* Begin Task inputs *
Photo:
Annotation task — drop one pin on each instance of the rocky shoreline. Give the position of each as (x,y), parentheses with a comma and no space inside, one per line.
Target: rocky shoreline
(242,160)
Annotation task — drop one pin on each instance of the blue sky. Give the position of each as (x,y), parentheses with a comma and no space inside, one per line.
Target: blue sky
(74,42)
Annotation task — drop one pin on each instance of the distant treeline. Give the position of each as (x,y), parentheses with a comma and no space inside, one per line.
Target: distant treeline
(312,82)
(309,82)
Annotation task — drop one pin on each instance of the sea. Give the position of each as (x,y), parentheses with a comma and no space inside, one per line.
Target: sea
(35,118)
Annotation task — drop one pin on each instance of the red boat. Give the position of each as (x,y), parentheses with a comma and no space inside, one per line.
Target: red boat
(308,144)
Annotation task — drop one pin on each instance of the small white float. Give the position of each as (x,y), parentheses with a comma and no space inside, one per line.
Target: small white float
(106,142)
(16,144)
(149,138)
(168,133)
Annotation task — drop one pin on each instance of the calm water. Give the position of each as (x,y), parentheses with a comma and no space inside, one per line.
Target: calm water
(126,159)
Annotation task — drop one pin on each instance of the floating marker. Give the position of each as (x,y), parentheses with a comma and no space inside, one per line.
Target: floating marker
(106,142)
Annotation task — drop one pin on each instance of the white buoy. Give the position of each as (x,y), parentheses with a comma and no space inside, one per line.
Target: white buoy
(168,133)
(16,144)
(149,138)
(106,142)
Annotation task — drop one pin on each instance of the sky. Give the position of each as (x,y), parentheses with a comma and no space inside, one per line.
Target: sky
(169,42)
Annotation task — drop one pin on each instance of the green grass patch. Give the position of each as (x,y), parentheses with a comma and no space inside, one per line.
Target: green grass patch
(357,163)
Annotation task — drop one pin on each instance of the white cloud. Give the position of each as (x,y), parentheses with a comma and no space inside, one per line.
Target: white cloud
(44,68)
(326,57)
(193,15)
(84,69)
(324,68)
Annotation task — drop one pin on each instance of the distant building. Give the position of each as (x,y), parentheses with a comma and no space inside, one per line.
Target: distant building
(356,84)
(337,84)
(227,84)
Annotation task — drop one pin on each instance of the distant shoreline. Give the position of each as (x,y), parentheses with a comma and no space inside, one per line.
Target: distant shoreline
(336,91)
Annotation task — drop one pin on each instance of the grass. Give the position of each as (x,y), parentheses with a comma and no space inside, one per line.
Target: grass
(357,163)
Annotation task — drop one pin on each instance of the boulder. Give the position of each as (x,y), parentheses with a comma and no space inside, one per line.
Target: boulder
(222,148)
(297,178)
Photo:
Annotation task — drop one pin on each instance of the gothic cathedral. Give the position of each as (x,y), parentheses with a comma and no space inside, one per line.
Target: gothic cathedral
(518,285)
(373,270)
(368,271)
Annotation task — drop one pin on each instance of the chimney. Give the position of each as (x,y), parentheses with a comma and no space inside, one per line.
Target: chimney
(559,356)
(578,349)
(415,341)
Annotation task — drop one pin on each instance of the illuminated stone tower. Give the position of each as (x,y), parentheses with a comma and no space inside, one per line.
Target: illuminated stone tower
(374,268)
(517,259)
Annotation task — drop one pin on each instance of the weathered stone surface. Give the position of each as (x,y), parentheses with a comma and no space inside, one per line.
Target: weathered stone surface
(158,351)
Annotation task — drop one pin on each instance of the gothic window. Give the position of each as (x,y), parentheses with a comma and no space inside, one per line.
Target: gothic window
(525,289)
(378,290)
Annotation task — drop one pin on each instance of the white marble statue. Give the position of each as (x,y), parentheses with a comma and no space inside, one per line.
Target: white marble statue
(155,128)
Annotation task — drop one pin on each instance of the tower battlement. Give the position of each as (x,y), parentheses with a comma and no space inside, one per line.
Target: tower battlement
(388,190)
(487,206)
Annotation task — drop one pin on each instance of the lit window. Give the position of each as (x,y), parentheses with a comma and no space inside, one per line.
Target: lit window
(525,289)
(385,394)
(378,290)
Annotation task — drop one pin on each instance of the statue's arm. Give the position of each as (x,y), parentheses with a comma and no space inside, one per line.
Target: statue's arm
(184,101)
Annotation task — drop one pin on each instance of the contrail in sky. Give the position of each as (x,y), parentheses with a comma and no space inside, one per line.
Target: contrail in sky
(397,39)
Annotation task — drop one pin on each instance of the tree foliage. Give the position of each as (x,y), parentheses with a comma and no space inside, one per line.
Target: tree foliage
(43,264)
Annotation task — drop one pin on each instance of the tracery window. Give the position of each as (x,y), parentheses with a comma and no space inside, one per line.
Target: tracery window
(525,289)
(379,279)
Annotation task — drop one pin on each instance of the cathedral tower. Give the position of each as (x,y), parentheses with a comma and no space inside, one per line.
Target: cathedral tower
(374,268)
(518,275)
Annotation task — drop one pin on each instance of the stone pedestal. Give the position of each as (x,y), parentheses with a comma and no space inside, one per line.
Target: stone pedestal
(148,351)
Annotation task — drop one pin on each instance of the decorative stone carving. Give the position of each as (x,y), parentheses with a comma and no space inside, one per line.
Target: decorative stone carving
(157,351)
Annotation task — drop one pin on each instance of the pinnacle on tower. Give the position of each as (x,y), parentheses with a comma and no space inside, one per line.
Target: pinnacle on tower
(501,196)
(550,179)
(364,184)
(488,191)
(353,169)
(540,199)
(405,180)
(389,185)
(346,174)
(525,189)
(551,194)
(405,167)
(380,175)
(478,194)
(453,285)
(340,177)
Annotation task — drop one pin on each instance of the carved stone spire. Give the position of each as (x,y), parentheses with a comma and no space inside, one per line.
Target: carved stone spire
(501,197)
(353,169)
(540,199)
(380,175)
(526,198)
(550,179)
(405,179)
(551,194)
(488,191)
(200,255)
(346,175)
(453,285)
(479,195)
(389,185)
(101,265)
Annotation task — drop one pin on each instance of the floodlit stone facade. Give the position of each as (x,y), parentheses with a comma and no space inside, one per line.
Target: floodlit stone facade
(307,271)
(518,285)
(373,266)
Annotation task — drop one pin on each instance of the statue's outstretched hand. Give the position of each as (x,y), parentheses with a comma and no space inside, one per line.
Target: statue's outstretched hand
* End Task inputs *
→ What is asked: Copy out the items word for word, starting at the line that contains "the statue's outstretched" and ending with the last line of the items.

→ Reply:
Annotation task — drop one pin on each instance of the statue's outstretched hand. Give the position of each as (x,y), parentheses with a comma and no space inside, one per line.
Target: statue's outstretched hand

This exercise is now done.